SOURCE TEXT ->

--------------------

Even with two riders, being stopped like this surrounded by enemy infantry is a bad place to be.

Book Note: The book largely avoids this by not describing the impact in much detail. Tolkien notes that “the hosts of Mordor wailed, and terror took them, and they fled, and died, and the hoofs of wrath rode over them” (RotK 124), but the more relevant passage, I think, is this one, “Well nigh all the northern half of the Pelennor was overrun, and there camps were blazing, orcs were flying towards the River like herds before hunters; and the Rohirrim went hither and thither at their will” (RotK 125).” This makes more sense than the great impact of the film – here the Rohirrim, having broken the morale of the orcs, use their own terror to push them here and there, annihilating small or isolated groups without ever plowing straight into the central mass of the enemy.

So on the one hand, the general principle (‘once the orcish line is broken by morale failure, the cavalry will win, inflicting heavy losses’) is correct, how it happens (‘the cavalry simply tramples hundreds of orcs at a time’) is not. We should instead see the horses weaving in and out of the fleeing orcs, lances rising and falling, rising and falling (if you look closely, you can see that, for safety reasons, all of the riders are keeping their lances well above head-height).

Yes, Elephantry is a Word

This Etruscan Plate, which normally resides in the National Etruscan Museum at the Villa Giulia in Rome, was out on tour when I visited, to the despair of both myself and my better half.

Up come the Mûmakil, and it’s time to talk about war elephants. The elephants of Peter Jackson’s film are, of course, much larger than real war elephants, but war elephants were very much a real thing. It really was possible – as pictured – to build small archery towers on the backs of war elephants to provide firing positions (although nothing near so large as we see in the films).

I am not entirely clear as to what the purpose of those front-projecting mast-like beams are projecting from beyond the towers; war elephant towers are not generally built that way, and there’s no weight they need to counter-balance.

--------------------

STATED TASK A -> In the listing, rewrite the stretch from its start through the line containing "247L186 240L185 225L166", replacing "dirt mound" with "earth mound" and keeping everything else the same. Leave the pictures out.

Outline entries for images
--------------------

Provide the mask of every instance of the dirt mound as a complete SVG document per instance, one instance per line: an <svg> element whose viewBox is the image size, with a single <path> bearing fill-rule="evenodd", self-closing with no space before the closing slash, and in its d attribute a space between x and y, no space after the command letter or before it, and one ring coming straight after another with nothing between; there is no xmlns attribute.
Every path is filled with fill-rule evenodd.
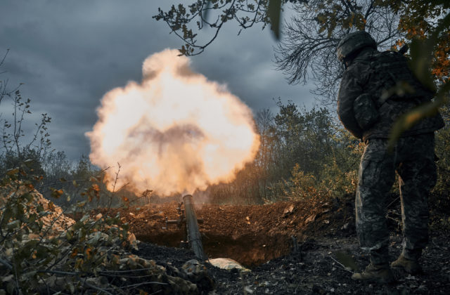
<svg viewBox="0 0 450 295"><path fill-rule="evenodd" d="M179 247L186 240L185 225L166 223L166 218L179 218L178 207L172 202L117 211L139 240ZM203 220L199 229L207 256L231 258L249 267L288 254L310 235L336 232L346 235L354 230L352 205L338 199L248 206L202 204L196 204L195 211Z"/></svg>

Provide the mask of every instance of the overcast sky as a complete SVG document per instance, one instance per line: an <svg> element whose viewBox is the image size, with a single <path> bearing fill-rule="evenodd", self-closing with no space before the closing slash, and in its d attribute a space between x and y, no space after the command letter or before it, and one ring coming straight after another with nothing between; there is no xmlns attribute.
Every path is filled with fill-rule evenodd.
<svg viewBox="0 0 450 295"><path fill-rule="evenodd" d="M10 52L0 79L18 83L39 114L52 118L53 148L70 159L89 155L84 133L97 120L96 108L108 90L140 81L145 58L181 41L152 16L178 0L8 0L0 12L0 55ZM276 41L269 28L243 31L231 22L205 52L191 58L194 70L228 85L254 111L276 107L274 98L309 107L309 86L288 85L273 63ZM0 70L0 72L2 72ZM4 100L0 112L11 112ZM33 121L34 120L34 121Z"/></svg>

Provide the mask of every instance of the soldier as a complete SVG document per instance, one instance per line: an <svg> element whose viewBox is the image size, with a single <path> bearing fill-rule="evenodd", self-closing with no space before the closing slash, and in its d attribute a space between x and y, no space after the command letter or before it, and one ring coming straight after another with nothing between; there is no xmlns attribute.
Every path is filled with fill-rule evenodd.
<svg viewBox="0 0 450 295"><path fill-rule="evenodd" d="M444 126L439 114L403 133L392 152L387 140L401 114L430 101L434 93L394 51L379 52L364 31L350 33L338 46L344 63L338 96L338 114L344 126L365 143L361 159L355 207L356 232L363 250L370 253L366 270L354 280L383 283L394 280L388 260L389 232L385 219L387 195L399 176L403 251L392 267L412 274L421 272L418 260L428 239L428 194L436 183L434 131ZM403 87L399 87L400 84ZM404 86L406 85L406 86ZM406 90L394 91L394 89Z"/></svg>

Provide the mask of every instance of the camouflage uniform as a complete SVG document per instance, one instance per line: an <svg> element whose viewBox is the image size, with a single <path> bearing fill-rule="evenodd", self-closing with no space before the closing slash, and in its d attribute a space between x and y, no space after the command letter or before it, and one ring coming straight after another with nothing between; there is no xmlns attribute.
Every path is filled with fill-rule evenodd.
<svg viewBox="0 0 450 295"><path fill-rule="evenodd" d="M433 94L413 77L406 58L395 55L399 53L380 53L371 47L359 51L343 74L338 97L340 119L366 143L356 196L356 232L363 249L370 251L371 262L379 265L388 263L385 201L396 171L400 183L403 254L417 259L427 244L427 198L436 182L433 132L444 126L439 114L425 119L402 134L392 152L387 150L395 120L411 107L429 101ZM380 70L383 68L387 72ZM383 91L399 81L412 86L413 93L381 99ZM371 103L378 110L375 122L368 126L356 119L370 116L357 100L363 94L369 94ZM362 114L357 113L361 110Z"/></svg>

--------------------

STATED TASK B -> Retype the entire text on the Rohirrim charge and war elephants without any changes.

FINISHED ANSWER A ->
Provide the mask of every instance of the earth mound as a complete SVG document per instance, one instance per line: an <svg> element whose viewBox is the image size, with a single <path> bearing fill-rule="evenodd", self-closing with no space before the closing slash, and in its d attribute a space between x and y, no space after the command letter or before it, and one ring coming straight after another with nothing between; there is no xmlns attribute.
Every path is filled with fill-rule evenodd.
<svg viewBox="0 0 450 295"><path fill-rule="evenodd" d="M179 247L186 240L185 225L166 223L166 218L179 218L178 207L172 202L117 211L139 240ZM203 220L199 229L207 256L231 258L249 267L288 254L310 235L336 232L346 235L354 230L352 205L338 199L248 206L202 204L196 204L195 211Z"/></svg>

FINISHED ANSWER B ->
Even with two riders, being stopped like this surrounded by enemy infantry is a bad place to be.

Book Note: The book largely avoids this by not describing the impact in much detail. Tolkien notes that “the hosts of Mordor wailed, and terror took them, and they fled, and died, and the hoofs of wrath rode over them” (RotK 124), but the more relevant passage, I think, is this one, “Well nigh all the northern half of the Pelennor was overrun, and there camps were blazing, orcs were flying towards the River like herds before hunters; and the Rohirrim went hither and thither at their will” (RotK 125).” This makes more sense than the great impact of the film – here the Rohirrim, having broken the morale of the orcs, use their own terror to push them here and there, annihilating small or isolated groups without ever plowing straight into the central mass of the enemy.

So on the one hand, the general principle (‘once the orcish line is broken by morale failure, the cavalry will win, inflicting heavy losses’) is correct, how it happens (‘the cavalry simply tramples hundreds of orcs at a time’) is not. We should instead see the horses weaving in and out of the fleeing orcs, lances rising and falling, rising and falling (if you look closely, you can see that, for safety reasons, all of the riders are keeping their lances well above head-height).

Yes, Elephantry is a Word

This Etruscan Plate, which normally resides in the National Etruscan Museum at the Villa Giulia in Rome, was out on tour when I visited, to the despair of both myself and my better half.

Up come the Mûmakil, and it’s time to talk about war elephants. The elephants of Peter Jackson’s film are, of course, much larger than real war elephants, but war elephants were very much a real thing. It really was possible – as pictured – to build small archery towers on the backs of war elephants to provide firing positions (although nothing near so large as we see in the films).

I am not entirely clear as to what the purpose of those front-projecting mast-like beams are projecting from beyond the towers; war elephant towers are not generally built that way, and there’s no weight they need to counter-balance.